*Page extract*.
The remains of renowned cardiologist cum military historian, Nowamagbe Omoigui, was on Saturday interred at the Greenlawn Memorial Park, Columbia, USA.
As a part of his final obsequies, a double-headed funeral service was held at St. John Neumann Church, Columbia, USA as well as a traditional farewell at his ancestral home in Benin City, Edo State.
Mr Omoigui who excelled as a cardiologist was renowned for his ingenuity in documenting stories about the Nigerian military.
Born March 28, 1959, the cardiologist, who set records everywhere he went, died on April 18, aged 62.
Earlier on Thursday, both dates were set aside to mark an annual event in his memory at an event where friends and family paid tributes to him.
A memorial lecture will be held on April 18 every year to commemorate the day of his passing. Likewise, an annual art and history exhibition will be held on 28th March every year to mark the day of his birth.
As part of measures to preserve his legacy, an art and history centre was launched to immortalize his scholarly works and interest.
In an emotionally charged tribute, family, associates, friends, and admirers recalled moments they shared with the man who many called “a man of many parts” because of his versatility and insatiable thirst for knowledge.
A schoolmate and close friend of Mr Omoigui, Augustine Onwukwe, described him as “a man with great wit and intelligence” who it would be “demeaning to call (just) a cardiologist” because of how “became famous and an authority on military history”
Although a cardiologist by training, the late Mr Omoigui demonstrated how vast he was about the history of his country, particularly during the military era where coups, countercoups and a deadly civil war nearly tore the country apart.
A teary brother of the deceased, Nosa Omoigui, praised his sibling’s drive for knowledge by saying, “Nowa reads and comprehends because he enjoys it. He was always loyal,” recalling how the deceased paid attention to details as he could recall pages of books he read with the exact information on the page.
One of his schoolmates at the University Teaching Hospital, Ibadan, Emil Mondoa, described him as a down-to-earth person, one who could interact with anyone below him without barriers.

*Dataset content*.

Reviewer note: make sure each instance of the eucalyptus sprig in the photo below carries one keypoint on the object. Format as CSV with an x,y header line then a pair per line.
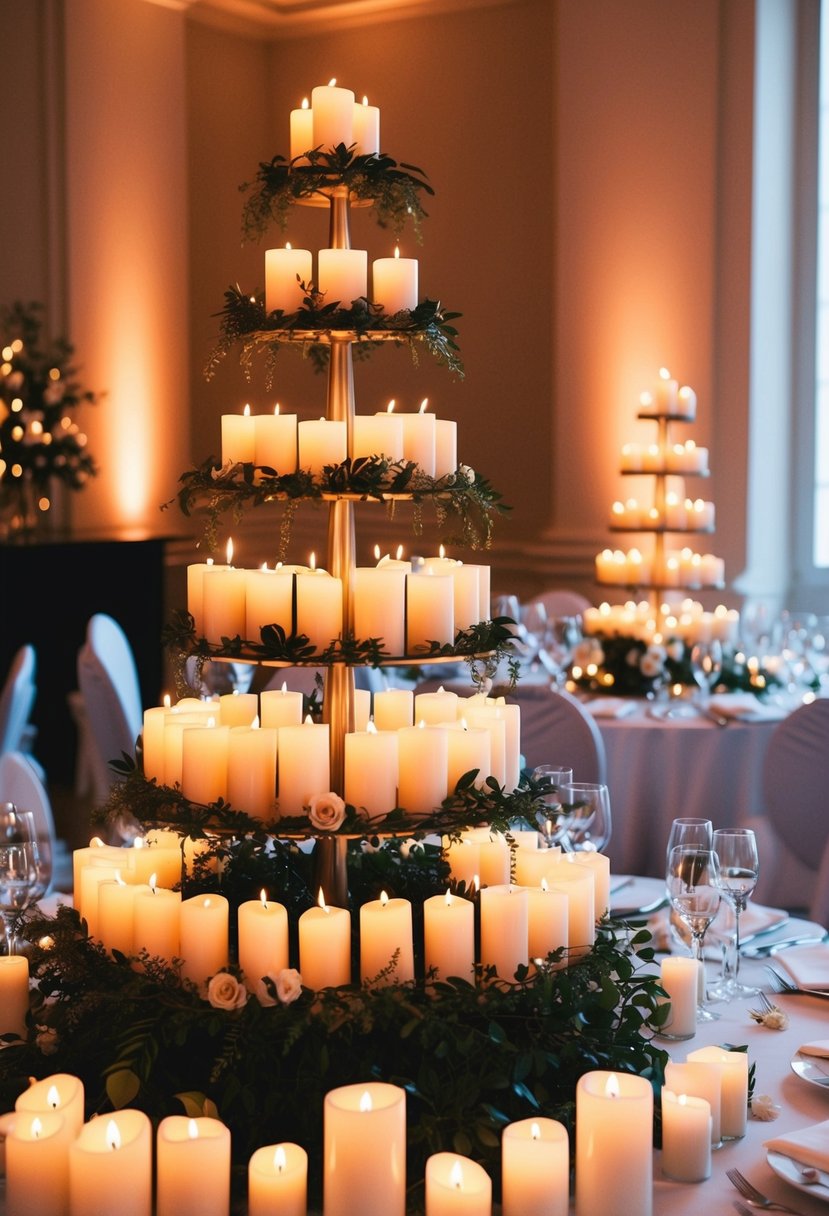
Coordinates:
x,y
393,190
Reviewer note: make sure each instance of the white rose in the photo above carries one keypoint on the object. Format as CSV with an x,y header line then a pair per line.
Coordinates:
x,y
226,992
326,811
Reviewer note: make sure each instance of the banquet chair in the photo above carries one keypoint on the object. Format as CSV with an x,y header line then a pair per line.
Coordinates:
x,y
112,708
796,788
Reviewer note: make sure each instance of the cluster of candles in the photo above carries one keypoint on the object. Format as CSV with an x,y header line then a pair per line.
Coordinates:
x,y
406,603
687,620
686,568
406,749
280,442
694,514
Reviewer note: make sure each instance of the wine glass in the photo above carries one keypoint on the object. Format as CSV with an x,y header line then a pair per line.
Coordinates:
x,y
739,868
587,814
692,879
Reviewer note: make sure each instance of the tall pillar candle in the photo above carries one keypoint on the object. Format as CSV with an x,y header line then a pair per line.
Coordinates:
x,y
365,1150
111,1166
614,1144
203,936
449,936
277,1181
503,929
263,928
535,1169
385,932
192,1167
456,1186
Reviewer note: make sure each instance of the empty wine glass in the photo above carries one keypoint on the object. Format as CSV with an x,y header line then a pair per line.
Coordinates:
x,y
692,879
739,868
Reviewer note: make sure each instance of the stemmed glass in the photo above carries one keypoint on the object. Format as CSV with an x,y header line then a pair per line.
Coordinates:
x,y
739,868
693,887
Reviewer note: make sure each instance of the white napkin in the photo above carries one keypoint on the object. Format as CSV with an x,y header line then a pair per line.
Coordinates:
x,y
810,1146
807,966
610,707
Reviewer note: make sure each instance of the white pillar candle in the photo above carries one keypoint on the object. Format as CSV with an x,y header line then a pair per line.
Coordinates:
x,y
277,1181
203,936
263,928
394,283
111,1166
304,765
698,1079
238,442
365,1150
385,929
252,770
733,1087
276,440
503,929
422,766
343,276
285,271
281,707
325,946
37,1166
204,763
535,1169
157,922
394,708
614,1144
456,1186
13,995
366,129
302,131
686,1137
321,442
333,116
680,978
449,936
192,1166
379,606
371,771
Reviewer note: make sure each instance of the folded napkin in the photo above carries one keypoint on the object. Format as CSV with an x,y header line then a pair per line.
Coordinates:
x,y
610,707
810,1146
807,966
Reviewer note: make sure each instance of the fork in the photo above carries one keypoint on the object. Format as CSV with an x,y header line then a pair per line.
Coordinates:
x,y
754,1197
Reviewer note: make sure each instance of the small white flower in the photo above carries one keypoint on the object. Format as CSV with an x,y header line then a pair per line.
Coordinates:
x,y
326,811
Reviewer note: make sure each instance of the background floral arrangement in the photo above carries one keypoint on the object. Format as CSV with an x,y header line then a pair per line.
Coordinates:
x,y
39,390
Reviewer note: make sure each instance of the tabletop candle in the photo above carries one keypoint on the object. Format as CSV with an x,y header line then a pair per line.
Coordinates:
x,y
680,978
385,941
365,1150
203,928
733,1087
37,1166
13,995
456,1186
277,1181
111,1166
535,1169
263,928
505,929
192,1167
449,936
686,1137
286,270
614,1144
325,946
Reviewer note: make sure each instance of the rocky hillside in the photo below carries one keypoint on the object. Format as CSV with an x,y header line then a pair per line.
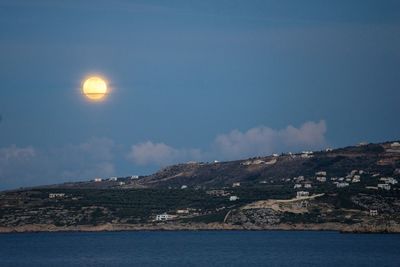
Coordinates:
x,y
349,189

*Task requirements*.
(1) Answer these questions from the article on Nowamagbe Omoigui's burial.
(a) In which cemetery were his remains interred?
(b) On what date each year will the memorial lecture in his honor be held?
(c) How did Emil Mondoa describe him?
(2) Pick up the article on Nowamagbe Omoigui's burial after its last sentence and continue writing it.

*Response list*.
(1)
(a) The Greenlawn Memorial Park in Columbia, USA.
(b) April 18.
(c) As a down-to-earth person who could interact with anyone below him without barriers.

(2)
“He has lots of medical books, but even more military books,” Mr Mondoa said in the virtual event. “He connected with everyone at every level. He would do so many things that you wonder if he has time for medical work.”
Godwin Odia, a retired captain, had planned to visit the late Mr Omoigui on May 15 but was shell shocked to hear of his passing.
“Two to three weeks ago, he told me he was going for a second Covid-19 shot. We spoke with each other for more than 25 minutes. Never did I imagine that I was coming to his funeral on May 15.”
Before becoming close family friends, no love was lost between the two men, the captain recalled.
“But we fought ourselves to brotherhood,” he said, adding that “when we meet, we discuss family, we discuss life, we discuss school.”
“Nowa is human. When you meet you will forget the academic excellence he has attained. No one was too small to talk to Nowa. He will come to your level.”
Ekiti State Governor, Kayode Fayemi, also paid tribute to the departed, saying when it comes to the history of the Nigerian military, he knew no one who had a mastery of it than Mr Omoigui.
“Whether he was writing about the civil war or the military coup or about military personalities, you were never in doubt about the depth of his knowledge,” Mr Fayemi said.
“We will miss Nowa Omoigui. We will miss him for his knowledge, for his passion for a better Nigeria.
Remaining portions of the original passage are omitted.